The Notes to Consolidated Financial Statements for the year ended
October 2, 1993, reflect the significant accounting policies, debt
provisions, borrowing arrangements, dividend restrictions, contingencies and
commitments of the Company.  There were no material changes in such items
during the three months ended January 1, 1994, except as disclosed below.
                                      
2.   Accounts Receivable
                                      
At October 2, 1993 the Company had an asset sale agreement with an unrelated
financial institution which allowed the Company to sell up to $275 million of
accounts receivable .  As sold accounts receivable were collected, new
qualifying accounts were substituted such that the outstanding balance
remained at $275 million.  In November 1993, the Company discontinued this
asset sale agreement due to lower financing costs available through the sale
of commercial paper.  As a result, accounts receivable has increased by $275
million at January 1, 1994.
                                      
                                      
                                      
                                      
                                      
                                      
                                      
                                      
                                      
                                      
                                      
                                      
                                      
                                      
                                      6





3.   Inventories
                                                     (In thousands)
Inventories, valued at the lower of              January 1,        October 2,
cost (first-in, first-out) or market                1994              1993
consist of the following:                       ----------        ----------
                                                             
     Finished and work-in-process                 $326,328          $299,388
     Farm flocks and herds                         171,599           152,187
     Live swine                                     51,080            55,661
     Seafood related products                       41,512            53,064
     Hatchery eggs and feed                         42,558            40,110
     Supplies                                       75,958            74,795
                                                  --------          --------
     Total                                        $709,035          $675,205
                                                  ========          ========


4.   Excess of Investments over Net Assets Acquired

Excess cost over the fair value of net assets acquired generally is amortized
on a straight-line basis over periods ranging from 20 to 40 years.  The
carrying value of excess of investments over net assets acquired will be
reviewed if the facts and circumstances suggest that it may be impaired.  If
this review indicates that excess of investments over net assets acquired
will not be recoverable, as determined based on the undiscounted cash flows
of the entity acquired over the remaining amortization period, the Company's
carrying value of excess of investments over net assets acquired will be
reduced by the estimated shortfall of cash flows.
********
### Instructions:
(1) Transcribe the financial statement notes between "Excess cost over" and "of cash flows.", inclusive.
(2) Continue the notes to the company's financial statements from where they stop.

### Data shown:
********
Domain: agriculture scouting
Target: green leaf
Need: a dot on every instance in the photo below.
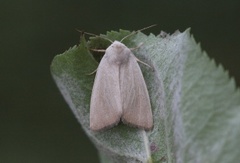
(196, 107)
********
### Responses by task:
(1)
Excess cost over the fair value of net assets acquired generally is amortized
on a straight-line basis over periods ranging from 20 to 40 years.  The
carrying value of excess of investments over net assets acquired will be
reviewed if the facts and circumstances suggest that it may be impaired.  If
this review indicates that excess of investments over net assets acquired
will not be recoverable, as determined based on the undiscounted cash flows
of the entity acquired over the remaining amortization period, the Company's
carrying value of excess of investments over net assets acquired will be
reduced by the estimated shortfall of cash flows.

(2)
5.   Contingencies
                                      
The Company is involved in various lawsuits and claims made by third parties
on an ongoing basis as a result of its day-to-day operations, including the
following two matters relating to Arctic Alaska Fisheries Corporation
("Arctic").  The U.S. Attorney's Office in Seattle, Washington is presently
conducting an investigation following the U.S. Coast Guard's referral of its
investigation regarding the sinking in 1990 of one of Arctic's vessels, The
Aleutian Enterprise.  Also, on September 8, 1993, the State of Alaska, after
conducting investigations, filed a Complaint for Forfeiture and Damages
alleging that certain Arctic vessels participated in the use of certain
fishing gear during 1990, 1991, and 1992.  While management is not able at
the present time to determine the outcome of these matters, based upon
information currently available, management presently does not believe that
any of these lawsuits or claims by third parties will have a material adverse
effect on the Company's financial position.









                                      7


6.   Income Taxes

At the beginning of fiscal 1994, the Company adopted Statement of Financial
Accounting Standards No. 109, "Accounting for Income Taxes" ("SFAS No. 109").
This statement supersedes Statement of Financial Accounting Standards No. 96,
("SFAS No. 96") the method previously followed by the Company.  Both SFAS
No. 109 and SFAS No. 96 require the liability method be used to account for
deferred income taxes.  The liability method provides that deferred tax
liabilities are recorded at current tax rates based on the difference between
the tax basis of assets and liabilities and their carrying amounts for
financial reporting purposes referred to as temporary differences.  The
cumulative effect of adoption of SFAS No. 109 did not affect the Company's
financial position or results of operations.

Significant components of the Company's deferred tax liabilities and assets
as of October 2, 1993 are as follows (In thousands):


<cption>
                                                          
     Deferred tax liabilities:
       Basis difference in property, plant and equipment      $205,586
       Suspended taxes from conversion to accrual method       150,162
       Other                                                   128,416
                                                              --------
       Total deferred tax liabilities                         $484,164
                                                              --------
     Deferred tax assets:
       Accrued expenses                                        (38,576)
                                                              --------
       Total deferred tax assets                               (38,576)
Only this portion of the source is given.